• **WHAT YOU HAVE TO DO**
The data follows this line. Copy verbatim the line with "Target: layered rock strata" and each line after it to the end.

begin

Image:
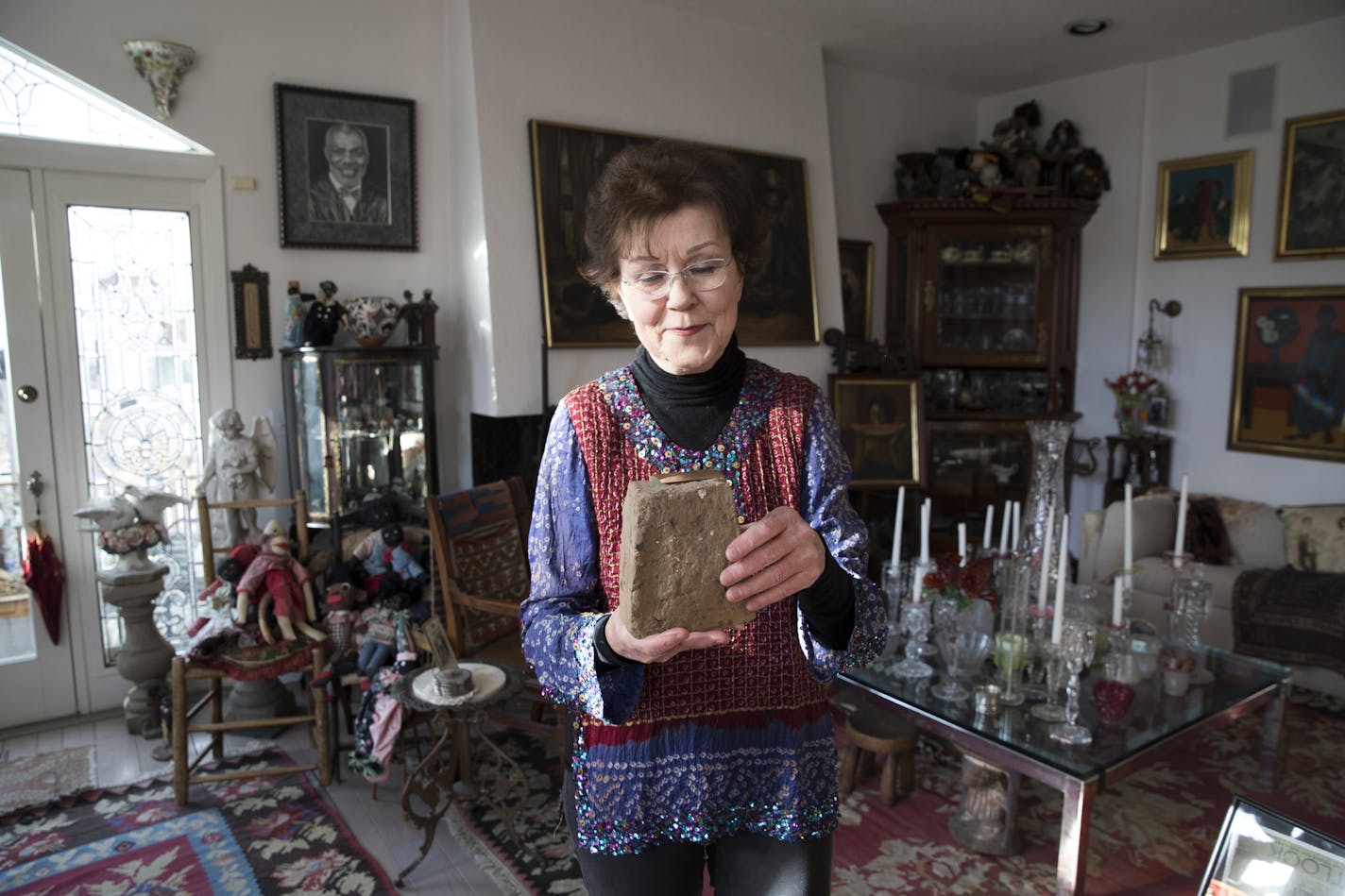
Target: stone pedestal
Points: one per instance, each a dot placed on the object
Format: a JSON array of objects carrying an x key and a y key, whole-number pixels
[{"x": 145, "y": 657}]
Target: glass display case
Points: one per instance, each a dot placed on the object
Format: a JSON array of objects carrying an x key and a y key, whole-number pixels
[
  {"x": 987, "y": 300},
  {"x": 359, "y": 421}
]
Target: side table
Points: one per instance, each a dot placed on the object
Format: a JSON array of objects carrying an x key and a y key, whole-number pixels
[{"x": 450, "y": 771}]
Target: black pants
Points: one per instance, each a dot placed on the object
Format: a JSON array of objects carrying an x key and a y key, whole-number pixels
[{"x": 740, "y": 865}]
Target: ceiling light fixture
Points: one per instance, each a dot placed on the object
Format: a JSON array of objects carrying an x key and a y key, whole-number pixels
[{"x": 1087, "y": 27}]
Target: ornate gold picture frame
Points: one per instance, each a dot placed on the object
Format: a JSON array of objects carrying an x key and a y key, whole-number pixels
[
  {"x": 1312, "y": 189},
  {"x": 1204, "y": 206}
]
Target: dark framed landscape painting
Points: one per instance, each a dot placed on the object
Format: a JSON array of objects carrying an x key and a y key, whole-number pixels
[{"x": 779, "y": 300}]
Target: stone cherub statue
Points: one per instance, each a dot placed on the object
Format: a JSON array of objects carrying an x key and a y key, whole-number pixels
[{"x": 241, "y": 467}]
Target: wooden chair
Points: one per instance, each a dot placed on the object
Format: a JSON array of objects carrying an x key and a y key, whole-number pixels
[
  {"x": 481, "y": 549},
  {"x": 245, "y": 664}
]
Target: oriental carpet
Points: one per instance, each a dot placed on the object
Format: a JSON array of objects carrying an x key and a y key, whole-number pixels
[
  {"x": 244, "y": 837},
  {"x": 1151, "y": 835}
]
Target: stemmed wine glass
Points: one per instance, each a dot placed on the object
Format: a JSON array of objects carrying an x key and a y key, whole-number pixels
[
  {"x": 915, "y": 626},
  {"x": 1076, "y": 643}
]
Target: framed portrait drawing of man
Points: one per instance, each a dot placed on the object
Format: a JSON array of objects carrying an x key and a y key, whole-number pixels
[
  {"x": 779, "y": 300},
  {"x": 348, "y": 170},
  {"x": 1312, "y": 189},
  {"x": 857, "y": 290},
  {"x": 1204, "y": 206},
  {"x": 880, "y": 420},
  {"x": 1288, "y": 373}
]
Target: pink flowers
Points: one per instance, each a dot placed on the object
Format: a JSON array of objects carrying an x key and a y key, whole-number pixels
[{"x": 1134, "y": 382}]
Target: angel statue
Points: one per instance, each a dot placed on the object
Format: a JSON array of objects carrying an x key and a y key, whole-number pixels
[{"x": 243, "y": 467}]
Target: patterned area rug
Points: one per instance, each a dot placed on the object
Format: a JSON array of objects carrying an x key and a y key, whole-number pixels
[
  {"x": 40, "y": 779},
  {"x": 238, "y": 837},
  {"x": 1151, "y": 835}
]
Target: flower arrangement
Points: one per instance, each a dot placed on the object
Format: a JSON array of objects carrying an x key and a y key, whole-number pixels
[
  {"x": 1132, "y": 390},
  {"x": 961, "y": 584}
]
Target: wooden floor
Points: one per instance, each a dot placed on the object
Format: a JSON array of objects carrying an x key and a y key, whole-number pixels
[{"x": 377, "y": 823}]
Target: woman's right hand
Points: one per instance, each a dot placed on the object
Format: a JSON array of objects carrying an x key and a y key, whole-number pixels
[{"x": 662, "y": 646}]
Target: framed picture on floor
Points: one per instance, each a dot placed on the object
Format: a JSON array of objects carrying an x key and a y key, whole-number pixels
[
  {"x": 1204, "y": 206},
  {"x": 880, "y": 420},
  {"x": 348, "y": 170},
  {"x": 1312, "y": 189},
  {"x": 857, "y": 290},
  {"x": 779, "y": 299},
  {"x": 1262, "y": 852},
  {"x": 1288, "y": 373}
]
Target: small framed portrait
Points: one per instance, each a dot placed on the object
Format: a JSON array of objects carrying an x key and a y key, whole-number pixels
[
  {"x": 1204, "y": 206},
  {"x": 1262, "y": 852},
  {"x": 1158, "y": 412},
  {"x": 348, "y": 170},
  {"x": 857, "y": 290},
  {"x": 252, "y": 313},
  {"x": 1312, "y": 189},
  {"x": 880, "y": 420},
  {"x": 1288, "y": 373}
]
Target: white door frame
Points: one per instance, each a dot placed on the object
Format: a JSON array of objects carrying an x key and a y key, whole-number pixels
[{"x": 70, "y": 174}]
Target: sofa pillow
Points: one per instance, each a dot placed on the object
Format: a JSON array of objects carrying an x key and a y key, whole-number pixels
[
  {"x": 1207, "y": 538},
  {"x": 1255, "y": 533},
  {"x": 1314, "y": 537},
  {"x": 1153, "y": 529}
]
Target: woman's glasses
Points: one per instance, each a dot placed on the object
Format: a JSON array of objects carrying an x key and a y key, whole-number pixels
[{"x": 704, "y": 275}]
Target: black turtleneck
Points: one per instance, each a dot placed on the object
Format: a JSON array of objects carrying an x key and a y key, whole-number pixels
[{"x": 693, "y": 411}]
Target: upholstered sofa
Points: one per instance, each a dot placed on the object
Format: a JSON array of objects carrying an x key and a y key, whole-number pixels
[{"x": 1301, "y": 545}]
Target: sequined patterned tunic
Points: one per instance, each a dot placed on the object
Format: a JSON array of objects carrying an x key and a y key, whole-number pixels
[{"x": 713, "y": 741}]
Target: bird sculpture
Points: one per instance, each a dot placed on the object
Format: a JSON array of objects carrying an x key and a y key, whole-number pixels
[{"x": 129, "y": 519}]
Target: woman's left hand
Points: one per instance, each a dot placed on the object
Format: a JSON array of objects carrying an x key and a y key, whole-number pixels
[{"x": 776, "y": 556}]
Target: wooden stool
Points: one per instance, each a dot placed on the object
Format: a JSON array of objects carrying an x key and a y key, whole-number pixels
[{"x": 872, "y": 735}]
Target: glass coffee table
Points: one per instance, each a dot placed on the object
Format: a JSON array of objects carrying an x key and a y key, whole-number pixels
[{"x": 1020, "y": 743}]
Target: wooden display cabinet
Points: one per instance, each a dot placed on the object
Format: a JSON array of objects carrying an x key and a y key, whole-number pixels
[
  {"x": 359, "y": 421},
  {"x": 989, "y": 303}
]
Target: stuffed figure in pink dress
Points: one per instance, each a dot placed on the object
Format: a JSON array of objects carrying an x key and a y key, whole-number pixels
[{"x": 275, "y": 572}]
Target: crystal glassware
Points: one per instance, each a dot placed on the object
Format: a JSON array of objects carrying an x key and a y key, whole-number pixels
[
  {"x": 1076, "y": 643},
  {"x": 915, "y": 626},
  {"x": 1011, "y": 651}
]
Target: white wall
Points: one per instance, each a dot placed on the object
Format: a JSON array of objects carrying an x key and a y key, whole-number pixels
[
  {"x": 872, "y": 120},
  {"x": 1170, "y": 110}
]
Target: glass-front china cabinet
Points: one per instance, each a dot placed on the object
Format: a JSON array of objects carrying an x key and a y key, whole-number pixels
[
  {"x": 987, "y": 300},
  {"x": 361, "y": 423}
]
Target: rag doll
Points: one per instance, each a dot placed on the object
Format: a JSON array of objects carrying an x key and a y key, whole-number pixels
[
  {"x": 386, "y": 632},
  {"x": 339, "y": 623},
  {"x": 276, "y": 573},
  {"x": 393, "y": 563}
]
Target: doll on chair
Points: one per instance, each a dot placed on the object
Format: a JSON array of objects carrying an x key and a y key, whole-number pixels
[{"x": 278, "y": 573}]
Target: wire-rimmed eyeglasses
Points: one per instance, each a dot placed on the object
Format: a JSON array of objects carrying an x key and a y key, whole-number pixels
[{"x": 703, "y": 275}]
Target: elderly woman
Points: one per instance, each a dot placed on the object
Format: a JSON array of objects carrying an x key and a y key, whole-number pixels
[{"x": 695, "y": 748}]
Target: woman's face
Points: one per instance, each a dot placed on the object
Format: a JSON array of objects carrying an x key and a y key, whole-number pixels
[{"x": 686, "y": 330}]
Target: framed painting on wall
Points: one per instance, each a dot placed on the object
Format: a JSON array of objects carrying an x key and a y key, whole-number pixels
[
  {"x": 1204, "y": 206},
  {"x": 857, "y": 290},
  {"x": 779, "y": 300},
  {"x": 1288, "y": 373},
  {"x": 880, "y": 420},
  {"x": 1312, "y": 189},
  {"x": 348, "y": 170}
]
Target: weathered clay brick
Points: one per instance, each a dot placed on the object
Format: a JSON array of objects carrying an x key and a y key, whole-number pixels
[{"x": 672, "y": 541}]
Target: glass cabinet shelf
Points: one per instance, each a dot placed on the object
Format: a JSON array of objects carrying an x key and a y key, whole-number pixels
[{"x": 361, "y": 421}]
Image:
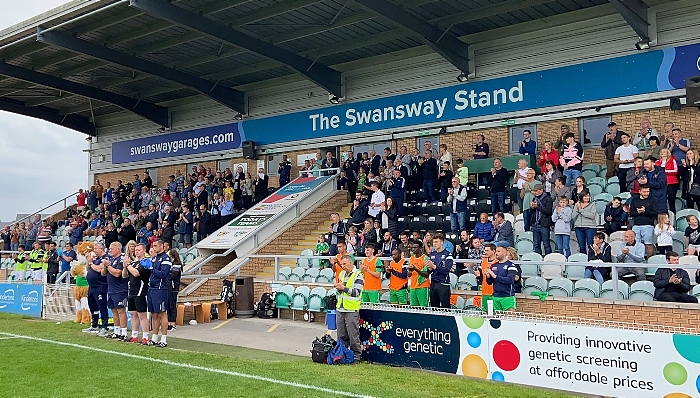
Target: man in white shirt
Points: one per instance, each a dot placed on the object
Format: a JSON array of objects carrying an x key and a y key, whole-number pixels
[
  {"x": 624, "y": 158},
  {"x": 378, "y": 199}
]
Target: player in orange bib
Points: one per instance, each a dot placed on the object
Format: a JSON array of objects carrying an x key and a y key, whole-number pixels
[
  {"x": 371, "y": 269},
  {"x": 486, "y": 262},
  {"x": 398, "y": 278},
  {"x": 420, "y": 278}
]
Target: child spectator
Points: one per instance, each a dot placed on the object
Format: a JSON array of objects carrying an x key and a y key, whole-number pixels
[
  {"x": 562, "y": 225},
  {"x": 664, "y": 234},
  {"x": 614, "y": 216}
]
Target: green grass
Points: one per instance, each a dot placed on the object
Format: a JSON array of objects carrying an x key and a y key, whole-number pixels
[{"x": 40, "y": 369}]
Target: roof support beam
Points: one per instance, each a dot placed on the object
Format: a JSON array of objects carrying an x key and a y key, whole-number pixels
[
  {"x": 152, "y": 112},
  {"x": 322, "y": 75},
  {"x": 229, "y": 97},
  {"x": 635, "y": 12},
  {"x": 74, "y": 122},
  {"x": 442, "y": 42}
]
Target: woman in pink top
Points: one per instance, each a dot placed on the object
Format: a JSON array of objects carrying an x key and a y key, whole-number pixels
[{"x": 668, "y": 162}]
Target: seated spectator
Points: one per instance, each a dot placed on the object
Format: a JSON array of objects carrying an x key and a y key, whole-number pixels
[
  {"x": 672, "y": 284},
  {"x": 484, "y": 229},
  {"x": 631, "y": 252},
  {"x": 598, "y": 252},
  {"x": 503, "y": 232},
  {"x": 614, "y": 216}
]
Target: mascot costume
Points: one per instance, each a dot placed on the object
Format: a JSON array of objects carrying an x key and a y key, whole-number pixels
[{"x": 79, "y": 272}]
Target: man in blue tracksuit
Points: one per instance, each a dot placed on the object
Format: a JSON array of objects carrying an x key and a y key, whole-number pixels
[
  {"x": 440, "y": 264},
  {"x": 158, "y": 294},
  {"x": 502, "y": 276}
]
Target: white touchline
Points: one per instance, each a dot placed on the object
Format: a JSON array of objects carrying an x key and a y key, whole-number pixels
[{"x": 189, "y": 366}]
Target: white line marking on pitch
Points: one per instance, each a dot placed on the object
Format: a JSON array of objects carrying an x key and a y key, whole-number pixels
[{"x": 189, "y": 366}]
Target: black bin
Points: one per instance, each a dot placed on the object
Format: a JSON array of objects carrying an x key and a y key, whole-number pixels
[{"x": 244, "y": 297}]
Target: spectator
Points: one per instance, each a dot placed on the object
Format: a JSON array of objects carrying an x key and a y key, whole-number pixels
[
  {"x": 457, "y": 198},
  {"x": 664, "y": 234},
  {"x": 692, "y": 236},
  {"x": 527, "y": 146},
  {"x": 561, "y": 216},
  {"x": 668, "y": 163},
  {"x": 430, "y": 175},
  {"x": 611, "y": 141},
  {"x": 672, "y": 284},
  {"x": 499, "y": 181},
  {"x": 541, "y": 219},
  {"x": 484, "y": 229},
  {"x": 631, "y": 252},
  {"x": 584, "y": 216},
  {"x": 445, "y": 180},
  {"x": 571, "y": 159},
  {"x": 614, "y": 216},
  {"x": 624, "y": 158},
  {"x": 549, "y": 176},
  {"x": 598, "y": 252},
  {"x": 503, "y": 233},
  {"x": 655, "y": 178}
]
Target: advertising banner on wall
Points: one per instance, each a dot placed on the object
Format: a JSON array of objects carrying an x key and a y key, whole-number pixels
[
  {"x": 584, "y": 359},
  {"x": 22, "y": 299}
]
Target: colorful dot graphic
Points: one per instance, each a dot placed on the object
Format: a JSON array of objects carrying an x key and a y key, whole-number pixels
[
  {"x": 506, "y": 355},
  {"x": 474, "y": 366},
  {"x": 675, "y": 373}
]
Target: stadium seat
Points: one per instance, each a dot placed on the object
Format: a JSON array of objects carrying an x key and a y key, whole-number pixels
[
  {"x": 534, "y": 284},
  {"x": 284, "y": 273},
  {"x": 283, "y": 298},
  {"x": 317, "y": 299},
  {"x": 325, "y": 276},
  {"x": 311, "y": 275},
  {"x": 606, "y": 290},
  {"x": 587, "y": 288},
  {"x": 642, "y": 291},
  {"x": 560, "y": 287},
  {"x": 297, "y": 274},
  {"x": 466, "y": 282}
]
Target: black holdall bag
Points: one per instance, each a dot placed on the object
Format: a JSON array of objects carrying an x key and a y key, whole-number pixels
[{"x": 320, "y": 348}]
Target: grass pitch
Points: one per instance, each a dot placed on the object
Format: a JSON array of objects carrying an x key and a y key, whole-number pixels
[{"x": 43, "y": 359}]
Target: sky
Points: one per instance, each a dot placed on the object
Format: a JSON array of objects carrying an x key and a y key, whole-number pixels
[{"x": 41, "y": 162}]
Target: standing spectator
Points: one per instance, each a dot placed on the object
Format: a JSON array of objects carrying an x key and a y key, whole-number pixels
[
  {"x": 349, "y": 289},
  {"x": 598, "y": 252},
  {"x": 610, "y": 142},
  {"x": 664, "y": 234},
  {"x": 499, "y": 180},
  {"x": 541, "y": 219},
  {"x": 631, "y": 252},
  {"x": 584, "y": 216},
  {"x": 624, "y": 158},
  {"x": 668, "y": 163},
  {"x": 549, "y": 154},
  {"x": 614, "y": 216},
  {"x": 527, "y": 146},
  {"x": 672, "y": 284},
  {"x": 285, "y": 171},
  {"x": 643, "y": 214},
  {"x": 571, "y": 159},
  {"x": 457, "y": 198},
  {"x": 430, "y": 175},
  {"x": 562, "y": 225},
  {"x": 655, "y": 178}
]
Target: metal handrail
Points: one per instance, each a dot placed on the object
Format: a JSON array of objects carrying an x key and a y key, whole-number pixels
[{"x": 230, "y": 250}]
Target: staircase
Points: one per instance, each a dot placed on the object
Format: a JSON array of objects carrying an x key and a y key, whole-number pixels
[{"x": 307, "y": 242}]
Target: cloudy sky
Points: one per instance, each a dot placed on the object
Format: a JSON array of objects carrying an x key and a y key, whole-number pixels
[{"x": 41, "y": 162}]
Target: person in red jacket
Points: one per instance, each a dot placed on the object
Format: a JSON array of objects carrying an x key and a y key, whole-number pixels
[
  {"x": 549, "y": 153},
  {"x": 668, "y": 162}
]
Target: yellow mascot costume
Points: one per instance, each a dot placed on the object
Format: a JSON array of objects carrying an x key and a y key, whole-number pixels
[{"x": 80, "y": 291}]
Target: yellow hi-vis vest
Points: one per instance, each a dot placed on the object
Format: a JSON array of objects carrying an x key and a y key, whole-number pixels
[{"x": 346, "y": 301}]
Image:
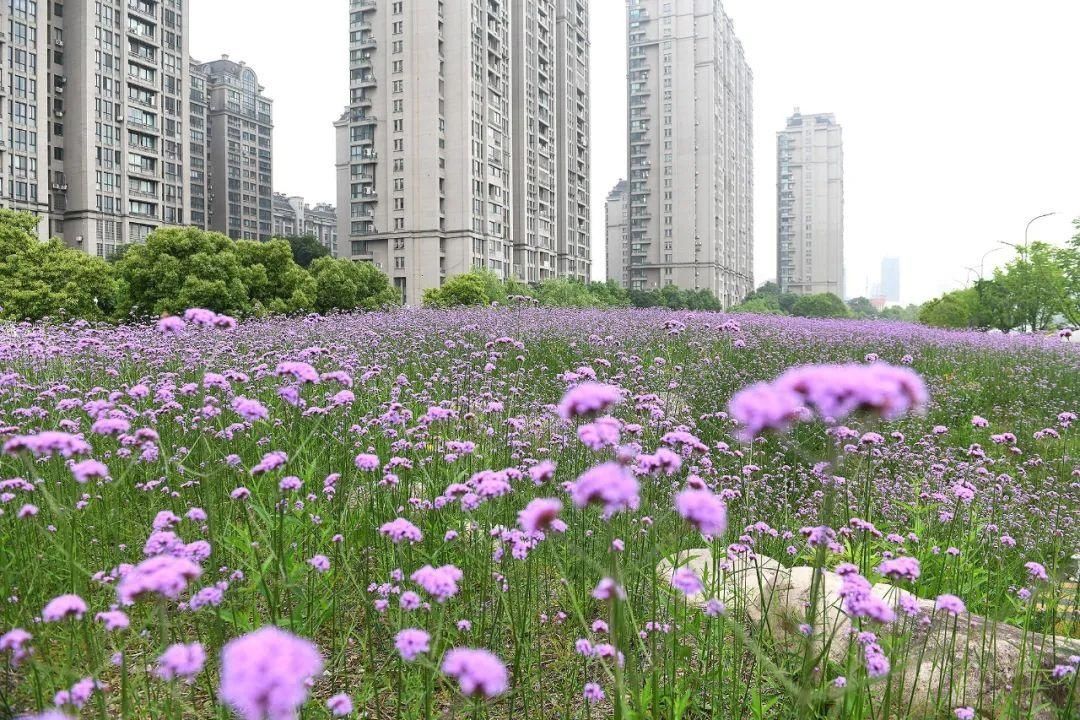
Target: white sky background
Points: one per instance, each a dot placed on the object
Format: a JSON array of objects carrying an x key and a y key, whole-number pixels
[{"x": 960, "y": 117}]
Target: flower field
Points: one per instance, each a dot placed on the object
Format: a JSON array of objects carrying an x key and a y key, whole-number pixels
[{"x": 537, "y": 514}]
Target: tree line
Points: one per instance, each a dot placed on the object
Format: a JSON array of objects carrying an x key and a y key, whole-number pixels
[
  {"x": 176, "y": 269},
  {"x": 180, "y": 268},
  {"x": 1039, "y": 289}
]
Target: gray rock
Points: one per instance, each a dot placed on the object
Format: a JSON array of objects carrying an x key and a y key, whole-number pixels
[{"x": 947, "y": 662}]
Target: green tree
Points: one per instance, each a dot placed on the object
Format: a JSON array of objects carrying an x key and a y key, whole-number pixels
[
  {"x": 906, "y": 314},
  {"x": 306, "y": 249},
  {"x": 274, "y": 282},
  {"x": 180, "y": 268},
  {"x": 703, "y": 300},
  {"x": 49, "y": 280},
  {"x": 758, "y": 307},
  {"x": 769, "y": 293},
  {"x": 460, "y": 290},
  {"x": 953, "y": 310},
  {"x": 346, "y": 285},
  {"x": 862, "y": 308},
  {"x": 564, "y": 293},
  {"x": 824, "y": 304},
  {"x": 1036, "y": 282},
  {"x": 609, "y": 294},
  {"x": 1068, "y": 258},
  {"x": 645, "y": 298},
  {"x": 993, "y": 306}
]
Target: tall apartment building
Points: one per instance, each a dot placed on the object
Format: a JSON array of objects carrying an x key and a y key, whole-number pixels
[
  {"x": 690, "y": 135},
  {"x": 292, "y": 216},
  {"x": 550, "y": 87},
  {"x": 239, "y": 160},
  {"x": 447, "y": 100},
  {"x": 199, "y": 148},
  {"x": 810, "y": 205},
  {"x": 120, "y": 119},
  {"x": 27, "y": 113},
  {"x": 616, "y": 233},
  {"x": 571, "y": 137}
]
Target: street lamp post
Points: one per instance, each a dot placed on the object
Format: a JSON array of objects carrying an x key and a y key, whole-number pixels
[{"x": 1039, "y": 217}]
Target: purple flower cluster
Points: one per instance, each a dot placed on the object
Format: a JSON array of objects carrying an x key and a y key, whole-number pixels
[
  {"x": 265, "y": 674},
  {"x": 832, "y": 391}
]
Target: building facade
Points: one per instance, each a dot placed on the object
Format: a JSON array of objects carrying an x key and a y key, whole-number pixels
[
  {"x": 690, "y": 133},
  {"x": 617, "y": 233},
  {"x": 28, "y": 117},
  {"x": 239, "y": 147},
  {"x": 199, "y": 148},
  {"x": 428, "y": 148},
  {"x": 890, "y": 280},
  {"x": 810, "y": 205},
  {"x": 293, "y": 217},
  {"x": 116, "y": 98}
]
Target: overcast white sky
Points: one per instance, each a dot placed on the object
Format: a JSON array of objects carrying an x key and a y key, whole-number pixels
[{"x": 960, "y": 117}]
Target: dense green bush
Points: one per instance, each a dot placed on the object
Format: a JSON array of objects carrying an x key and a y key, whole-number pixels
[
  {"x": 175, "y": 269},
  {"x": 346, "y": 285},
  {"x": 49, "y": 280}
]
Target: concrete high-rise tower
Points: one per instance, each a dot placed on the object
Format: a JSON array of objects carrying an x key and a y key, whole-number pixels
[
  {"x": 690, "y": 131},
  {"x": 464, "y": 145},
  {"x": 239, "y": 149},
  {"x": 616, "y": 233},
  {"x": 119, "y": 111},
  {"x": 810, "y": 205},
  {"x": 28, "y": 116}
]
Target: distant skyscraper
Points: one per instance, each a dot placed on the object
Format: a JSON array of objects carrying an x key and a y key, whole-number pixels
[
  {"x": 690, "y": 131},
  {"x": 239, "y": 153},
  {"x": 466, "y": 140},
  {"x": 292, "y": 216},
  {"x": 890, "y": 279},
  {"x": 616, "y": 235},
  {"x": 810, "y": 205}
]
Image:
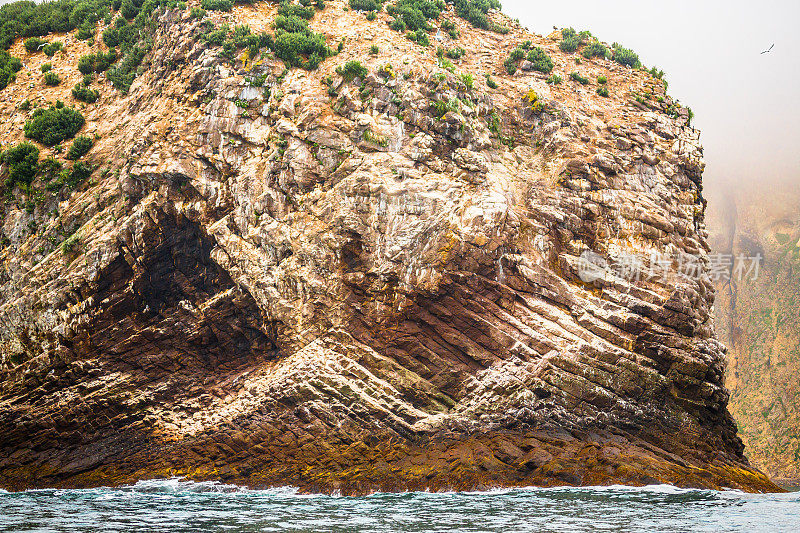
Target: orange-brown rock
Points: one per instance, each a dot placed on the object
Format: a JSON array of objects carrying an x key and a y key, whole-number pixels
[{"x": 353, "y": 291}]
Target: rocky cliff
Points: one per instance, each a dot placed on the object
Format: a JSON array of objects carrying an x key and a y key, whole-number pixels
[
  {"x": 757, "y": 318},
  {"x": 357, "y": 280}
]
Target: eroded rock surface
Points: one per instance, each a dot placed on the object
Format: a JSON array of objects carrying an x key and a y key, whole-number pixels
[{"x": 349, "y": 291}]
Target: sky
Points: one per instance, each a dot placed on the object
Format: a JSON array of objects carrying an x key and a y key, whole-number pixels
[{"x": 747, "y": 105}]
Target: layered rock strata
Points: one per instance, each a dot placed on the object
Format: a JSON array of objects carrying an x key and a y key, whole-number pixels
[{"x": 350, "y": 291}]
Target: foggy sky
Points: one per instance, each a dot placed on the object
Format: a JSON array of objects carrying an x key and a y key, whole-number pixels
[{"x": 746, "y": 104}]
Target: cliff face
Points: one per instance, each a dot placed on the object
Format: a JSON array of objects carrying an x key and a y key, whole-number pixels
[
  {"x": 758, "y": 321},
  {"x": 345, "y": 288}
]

end

• **SOLUTION TO THE EXERCISE**
Target: layered rock strata
Points: one per instance, each a dot placed on the object
Format: a JSON array of objects carrying an x key and a y key, whole-number pixels
[{"x": 350, "y": 291}]
Target: foggy sky
Points: one per instance, each a dot placed on the object
Format: a JSON array of objects carrying an x key and a y key, whole-number pixels
[{"x": 746, "y": 104}]
Target: cliff face
Points: one per instance, each a dot placed on the object
Format: a JSON array of objects carrying an x key and a y key, whole-number pixels
[
  {"x": 758, "y": 321},
  {"x": 345, "y": 288}
]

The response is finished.